───── DOCUMENT SOURCE

# Imac intel ecran gris... Impossible de demarrer



## Re drum (28 Avril 2012)

Bonjour tout le monde!!

Je possede un imac 24" intel avec osx 10.6.8.
Aucun probleme jusqua aujourd'hui. Hier je lai eteint normalement et ce matin il m'affiche un ecran gris. J'ai essayé toute les commande possible a partir de ce lien : http://support.apple.com/kb/HT1533?viewlocale=fr_FR

Les seule qui fonctionnent sont command+P+R et la touche option. 
Pour la touche option j'ai ma souris qui s'affiche et j'ai reussit a la faire bouger une foie. Mais cela dit c'et bien ma seule chose qui s'affiche a l'ecran. Tout le reste c'est du gris. Grisant!

Je possede un Macbook intel avec osx 10.6.8 aussi. Je ne suis pas sur d'avoir fait la commande correcte pour demarrer a partir du disque. Bref sans succes.

Tout les peripherique sont debranché ainsi que l'onduleur.

Apres avoir fouiné un peu partout je penche pour une carte mere hs car au bout de 1h de test la sortie est plutot chaude par rapport a d'habitude. 

Voila si vous avez une idée  du souchi n'hesitez pas!


----------



## ValentinH (28 Avril 2012)

J'ai lu que beaucoup de problèmes d'écran blanc/gris venait d'un problèmes de disque dur. 
Le Mac n'a pas été déplacé ? As tu un petit icone finder ? As tu la possibilité de tester avec un autre disque ?

Pour booter depuis le disque, il te suffit de presser la touche C au démarrage. Si tu y arrives, vérifie ton disque depuis l'utilitaire de disque.


----------



## Re drum (28 Avril 2012)

Pas possible de booter a partir du dvd osx. La seule chose qui apparait c'est du gris... Mis a part la souris lorsque je demarre avec la touche option...
Je pense que je vait tenter de trouver le disque dur avec le macbook. Si je ne le trouve toujours pas c'est qu'il doit etre mort. Jai vu des 2To pour imac 24 pour 200 euros...


----------



## ValentinH (28 Avril 2012)

Quel iMac as tu ? Alu ? Blanc ? Tu n'as pas un autre disque dur pour tester ? Il s'agit peut-être simplement d'une nappe mal connectée. 200 euros c'est excessif, surtout que pour un iMac, tu peux prendre n'importe quel disque (en vérifiant d'abord le type de disque qu'il te faut).


----------



## Locke (29 Avril 2012)

──────────

■ ÉNONCÉ A ■
Réponds aux questions suivantes à partir de la discussion sur l'iMac à l'écran gris :
(i) Quelle version d'OS X est installée sur l'iMac ?
(ii) Quelle touche ValentinH indique-t-il de presser au démarrage pour booter depuis le disque ?
(iii) À quel prix Re drum a-t-il vu des disques de 2 To pour iMac 24 ?
■ ÉNONCÉ B ■
Renvoie le passage de la discussion sur l'iMac à l'écran gris qui commence à « Les seule qui » et se termine à « souchi n'hesitez pas! ».
■ ÉNONCÉ C ■
Reprends la discussion sur l'iMac à l'écran gris là où elle s'arrête.

───── EXTRAITS DE DONNÉES

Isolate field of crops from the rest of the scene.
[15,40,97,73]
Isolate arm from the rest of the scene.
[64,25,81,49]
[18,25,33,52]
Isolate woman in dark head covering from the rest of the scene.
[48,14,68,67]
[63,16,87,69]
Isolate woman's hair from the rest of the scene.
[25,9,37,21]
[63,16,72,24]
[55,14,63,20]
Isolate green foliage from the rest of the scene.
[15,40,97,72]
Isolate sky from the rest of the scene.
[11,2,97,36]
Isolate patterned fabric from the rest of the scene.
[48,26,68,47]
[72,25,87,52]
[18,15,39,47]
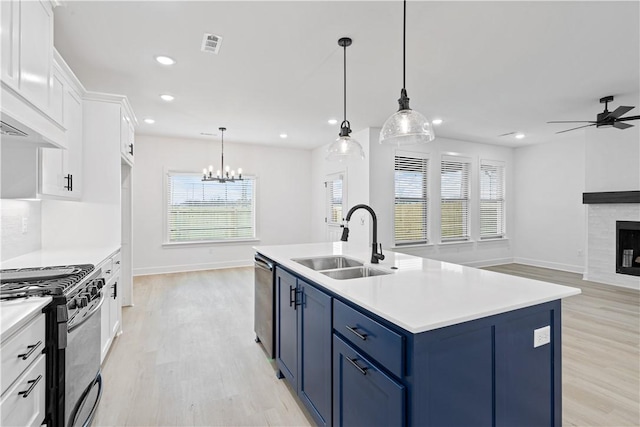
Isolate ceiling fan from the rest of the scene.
[547,95,640,133]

──────────

■ RÉPONSE A ■
(i) OS X 10.6.8.
(ii) La touche C.
(iii) 200 euros.

■ RÉPONSE B ■
Les seule qui fonctionnent sont command+P+R et la touche option. 
Pour la touche option j'ai ma souris qui s'affiche et j'ai reussit a la faire bouger une foie. Mais cela dit c'et bien ma seule chose qui s'affiche a l'ecran. Tout le reste c'est du gris. Grisant!

Je possede un Macbook intel avec osx 10.6.8 aussi. Je ne suis pas sur d'avoir fait la commande correcte pour demarrer a partir du disque. Bref sans succes.

Tout les peripherique sont debranché ainsi que l'onduleur.

Apres avoir fouiné un peu partout je penche pour une carte mere hs car au bout de 1h de test la sortie est plutot chaude par rapport a d'habitude. 

Voila si vous avez une idée  du souchi n'hesitez pas!

■ RÉPONSE C ■
Comme j'ai eu récemment un problème qui semble similaire, c'est à dire un désespérant écran gris sans aucune possibilité de faire quoi que ce soit, hormis la réinitialisation de la PRAM avec impossibilité de faire un AHT. J'aurais tendance à penser que c'est ton disque dur. 

Pas de chance si n'avais pas pris la précaution de faire des sauvegardes régulières, car tout est perdu. Par contre, j'avais un petit bruit caractéristique d'un cliquetis. Si on entend ce bruit, les têtes sont sorties du plateau et cherchent désespérément à reprendre leur place. S'il n'y a pas de bruit, généralement les têtes sont bloquées. Mais est-ce ton cas ?


----------



## Re drum (29 Avril 2012)

Un peu du mal a me souvenir du bruit exact.
Sinon apres le son de demarrage j'entend un bruit de moteur genre bzzzz pendant moins d'une seconde et rien de plus. Pas de petit clic... Le lecteur dvd tourne mais ne lance aucune appli.
Cela dit j'attend demain dimanche pour tester avec un autre mac en tant que disque dur cible.


----------



## Re drum (29 Avril 2012)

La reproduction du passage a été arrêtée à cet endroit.